*Problem description*.
From the line that includes "Please place a point on the jersey" to the last line of the records, inclusive, repeat each line exactly.

——

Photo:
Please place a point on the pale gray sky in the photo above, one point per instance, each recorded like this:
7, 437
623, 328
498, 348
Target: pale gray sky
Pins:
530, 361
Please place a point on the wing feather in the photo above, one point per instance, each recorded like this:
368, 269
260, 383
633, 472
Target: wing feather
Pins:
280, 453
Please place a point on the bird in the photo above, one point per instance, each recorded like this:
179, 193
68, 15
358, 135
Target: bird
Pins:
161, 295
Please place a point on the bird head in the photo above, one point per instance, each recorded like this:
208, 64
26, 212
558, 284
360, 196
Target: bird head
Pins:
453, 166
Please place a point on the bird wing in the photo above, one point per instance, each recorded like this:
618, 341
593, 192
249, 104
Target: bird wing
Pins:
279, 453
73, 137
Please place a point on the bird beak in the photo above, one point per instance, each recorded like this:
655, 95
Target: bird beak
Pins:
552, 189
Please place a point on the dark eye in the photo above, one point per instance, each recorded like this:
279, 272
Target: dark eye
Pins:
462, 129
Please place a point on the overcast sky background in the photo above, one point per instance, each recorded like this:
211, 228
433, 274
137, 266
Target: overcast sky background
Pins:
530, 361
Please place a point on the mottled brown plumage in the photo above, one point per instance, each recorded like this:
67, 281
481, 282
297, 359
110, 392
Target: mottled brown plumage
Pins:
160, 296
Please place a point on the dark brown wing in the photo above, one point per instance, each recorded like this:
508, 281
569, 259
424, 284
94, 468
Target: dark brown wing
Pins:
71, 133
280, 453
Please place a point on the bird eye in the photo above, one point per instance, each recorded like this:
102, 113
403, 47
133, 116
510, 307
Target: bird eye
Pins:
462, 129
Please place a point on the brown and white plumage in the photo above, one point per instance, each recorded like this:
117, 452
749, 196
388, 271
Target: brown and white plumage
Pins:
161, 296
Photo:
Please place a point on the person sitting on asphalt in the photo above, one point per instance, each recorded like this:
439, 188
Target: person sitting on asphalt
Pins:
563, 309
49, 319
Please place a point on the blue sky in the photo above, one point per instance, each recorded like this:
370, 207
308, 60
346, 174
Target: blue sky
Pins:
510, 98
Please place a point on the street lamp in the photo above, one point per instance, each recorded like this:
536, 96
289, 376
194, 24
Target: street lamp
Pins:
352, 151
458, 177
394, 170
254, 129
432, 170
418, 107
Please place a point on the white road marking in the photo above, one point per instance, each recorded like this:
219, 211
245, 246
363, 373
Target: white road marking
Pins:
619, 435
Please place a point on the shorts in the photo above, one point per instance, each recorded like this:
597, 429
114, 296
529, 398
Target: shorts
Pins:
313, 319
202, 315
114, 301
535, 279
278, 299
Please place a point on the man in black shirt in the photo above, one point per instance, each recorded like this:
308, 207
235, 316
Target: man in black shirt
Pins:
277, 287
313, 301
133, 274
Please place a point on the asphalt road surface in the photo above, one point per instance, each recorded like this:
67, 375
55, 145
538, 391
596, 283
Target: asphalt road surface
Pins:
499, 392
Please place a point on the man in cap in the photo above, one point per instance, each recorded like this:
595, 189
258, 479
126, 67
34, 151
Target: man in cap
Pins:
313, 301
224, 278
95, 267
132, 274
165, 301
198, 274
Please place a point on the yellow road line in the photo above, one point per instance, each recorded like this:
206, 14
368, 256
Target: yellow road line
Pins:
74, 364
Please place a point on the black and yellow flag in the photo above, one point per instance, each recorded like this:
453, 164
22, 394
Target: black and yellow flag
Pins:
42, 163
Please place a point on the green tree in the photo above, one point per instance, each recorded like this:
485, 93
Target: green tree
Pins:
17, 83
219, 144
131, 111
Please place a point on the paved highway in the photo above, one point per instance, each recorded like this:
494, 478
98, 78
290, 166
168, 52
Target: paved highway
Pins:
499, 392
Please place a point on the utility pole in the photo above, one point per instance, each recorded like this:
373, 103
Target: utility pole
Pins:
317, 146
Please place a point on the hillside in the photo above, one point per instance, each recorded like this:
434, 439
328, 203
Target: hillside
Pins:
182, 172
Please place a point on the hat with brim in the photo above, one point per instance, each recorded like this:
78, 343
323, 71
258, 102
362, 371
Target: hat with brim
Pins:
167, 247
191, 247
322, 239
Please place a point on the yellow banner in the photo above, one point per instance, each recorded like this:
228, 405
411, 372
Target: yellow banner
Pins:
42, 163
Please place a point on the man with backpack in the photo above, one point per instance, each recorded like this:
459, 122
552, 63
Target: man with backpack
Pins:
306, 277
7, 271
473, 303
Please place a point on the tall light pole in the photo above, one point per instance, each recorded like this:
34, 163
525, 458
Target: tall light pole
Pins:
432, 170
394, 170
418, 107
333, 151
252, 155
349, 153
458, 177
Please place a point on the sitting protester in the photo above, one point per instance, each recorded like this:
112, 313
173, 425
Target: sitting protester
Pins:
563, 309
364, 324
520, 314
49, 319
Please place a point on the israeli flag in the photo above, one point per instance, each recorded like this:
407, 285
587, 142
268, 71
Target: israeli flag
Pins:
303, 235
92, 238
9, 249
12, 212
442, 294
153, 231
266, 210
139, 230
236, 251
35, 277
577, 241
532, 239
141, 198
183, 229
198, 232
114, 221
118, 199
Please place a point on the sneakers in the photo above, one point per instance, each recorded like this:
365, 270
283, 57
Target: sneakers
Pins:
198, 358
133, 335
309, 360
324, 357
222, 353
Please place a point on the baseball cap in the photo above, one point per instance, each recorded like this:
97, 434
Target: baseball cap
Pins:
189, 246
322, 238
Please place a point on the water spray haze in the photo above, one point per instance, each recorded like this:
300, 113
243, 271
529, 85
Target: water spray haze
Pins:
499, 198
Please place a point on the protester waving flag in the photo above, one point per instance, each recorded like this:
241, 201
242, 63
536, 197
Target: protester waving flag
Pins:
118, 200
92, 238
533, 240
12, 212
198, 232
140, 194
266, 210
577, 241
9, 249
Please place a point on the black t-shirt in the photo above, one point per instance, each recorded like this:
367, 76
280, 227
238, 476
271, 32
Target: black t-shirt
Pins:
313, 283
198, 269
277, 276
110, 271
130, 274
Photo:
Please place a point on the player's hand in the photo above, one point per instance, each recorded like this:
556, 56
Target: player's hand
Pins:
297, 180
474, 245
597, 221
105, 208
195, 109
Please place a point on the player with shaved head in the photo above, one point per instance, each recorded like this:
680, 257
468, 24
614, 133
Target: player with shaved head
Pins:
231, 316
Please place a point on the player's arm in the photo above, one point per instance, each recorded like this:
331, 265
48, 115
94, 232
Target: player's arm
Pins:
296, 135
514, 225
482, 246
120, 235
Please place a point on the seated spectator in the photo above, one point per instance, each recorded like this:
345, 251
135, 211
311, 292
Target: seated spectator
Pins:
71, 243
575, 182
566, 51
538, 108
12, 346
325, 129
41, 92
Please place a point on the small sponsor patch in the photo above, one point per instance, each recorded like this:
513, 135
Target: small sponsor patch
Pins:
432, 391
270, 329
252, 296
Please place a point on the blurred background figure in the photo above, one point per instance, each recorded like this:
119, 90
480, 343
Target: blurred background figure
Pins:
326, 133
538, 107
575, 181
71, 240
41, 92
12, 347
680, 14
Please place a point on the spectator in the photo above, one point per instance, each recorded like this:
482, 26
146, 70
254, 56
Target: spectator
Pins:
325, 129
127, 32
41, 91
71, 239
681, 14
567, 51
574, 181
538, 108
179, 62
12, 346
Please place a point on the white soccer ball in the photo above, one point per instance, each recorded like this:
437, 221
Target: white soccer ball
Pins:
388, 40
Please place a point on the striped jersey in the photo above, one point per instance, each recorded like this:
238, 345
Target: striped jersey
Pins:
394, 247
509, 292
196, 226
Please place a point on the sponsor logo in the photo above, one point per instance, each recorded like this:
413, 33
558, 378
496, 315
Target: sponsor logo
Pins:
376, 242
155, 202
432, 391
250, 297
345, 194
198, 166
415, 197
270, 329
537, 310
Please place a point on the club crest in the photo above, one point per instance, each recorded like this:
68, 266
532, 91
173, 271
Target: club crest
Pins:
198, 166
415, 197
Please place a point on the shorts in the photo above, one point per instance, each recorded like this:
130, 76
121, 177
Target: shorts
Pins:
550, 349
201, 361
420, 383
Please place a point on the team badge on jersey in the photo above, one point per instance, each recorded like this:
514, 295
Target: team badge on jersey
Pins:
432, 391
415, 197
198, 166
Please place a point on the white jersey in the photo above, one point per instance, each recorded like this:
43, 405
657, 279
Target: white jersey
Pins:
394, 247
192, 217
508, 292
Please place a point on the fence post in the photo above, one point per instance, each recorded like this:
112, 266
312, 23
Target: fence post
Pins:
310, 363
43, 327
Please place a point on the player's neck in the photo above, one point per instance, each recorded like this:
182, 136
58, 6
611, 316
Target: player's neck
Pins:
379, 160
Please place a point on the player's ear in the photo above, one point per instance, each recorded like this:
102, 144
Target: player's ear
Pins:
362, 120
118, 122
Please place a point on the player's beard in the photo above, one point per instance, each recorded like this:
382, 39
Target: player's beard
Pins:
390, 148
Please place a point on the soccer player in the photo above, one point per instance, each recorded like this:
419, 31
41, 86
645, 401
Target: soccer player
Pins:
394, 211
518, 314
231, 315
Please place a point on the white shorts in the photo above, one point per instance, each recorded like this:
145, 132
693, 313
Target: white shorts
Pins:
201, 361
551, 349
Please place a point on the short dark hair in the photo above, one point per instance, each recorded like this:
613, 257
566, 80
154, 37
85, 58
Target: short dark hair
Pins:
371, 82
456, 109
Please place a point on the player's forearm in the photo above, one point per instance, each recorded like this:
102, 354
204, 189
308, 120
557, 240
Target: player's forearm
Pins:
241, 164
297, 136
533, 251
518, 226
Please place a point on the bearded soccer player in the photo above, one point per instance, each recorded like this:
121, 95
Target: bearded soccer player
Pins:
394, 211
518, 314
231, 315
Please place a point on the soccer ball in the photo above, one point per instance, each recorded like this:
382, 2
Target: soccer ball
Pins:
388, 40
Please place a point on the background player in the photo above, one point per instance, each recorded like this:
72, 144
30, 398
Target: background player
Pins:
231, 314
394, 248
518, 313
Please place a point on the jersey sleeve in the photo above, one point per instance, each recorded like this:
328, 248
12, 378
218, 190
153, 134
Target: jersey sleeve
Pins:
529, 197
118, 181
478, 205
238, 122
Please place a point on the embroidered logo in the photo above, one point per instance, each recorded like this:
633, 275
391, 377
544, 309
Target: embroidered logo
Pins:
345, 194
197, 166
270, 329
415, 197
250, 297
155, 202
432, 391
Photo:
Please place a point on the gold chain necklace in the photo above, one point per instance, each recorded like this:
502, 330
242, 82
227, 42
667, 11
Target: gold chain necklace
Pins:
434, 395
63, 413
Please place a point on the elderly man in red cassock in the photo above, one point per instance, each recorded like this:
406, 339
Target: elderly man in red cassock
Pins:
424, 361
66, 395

——

*Result*.
Please place a point on the jersey sleeve in the photo above, one point per instance, each recorded like this:
328, 248
12, 378
218, 190
153, 134
Target: jersey sleeve
Pins:
529, 197
118, 181
478, 205
238, 122
Please place a point on the embroidered logo in the photo above, one point per instance, each recorded like this:
633, 275
391, 377
544, 309
Target: embroidered logo
Pins:
345, 194
197, 166
270, 329
415, 197
250, 297
155, 202
432, 391
Photo:
Please place a point on the gold chain necklace in the photo above, one point per instance, each recorded like this:
502, 330
242, 82
227, 42
667, 11
Target: gold chain necklace
Pins:
434, 395
63, 413
Please place a point on the elderly man in red cassock in the photo above, one point per instance, each recorded like this:
406, 339
Target: elderly man in red cassock
Pins:
424, 361
66, 395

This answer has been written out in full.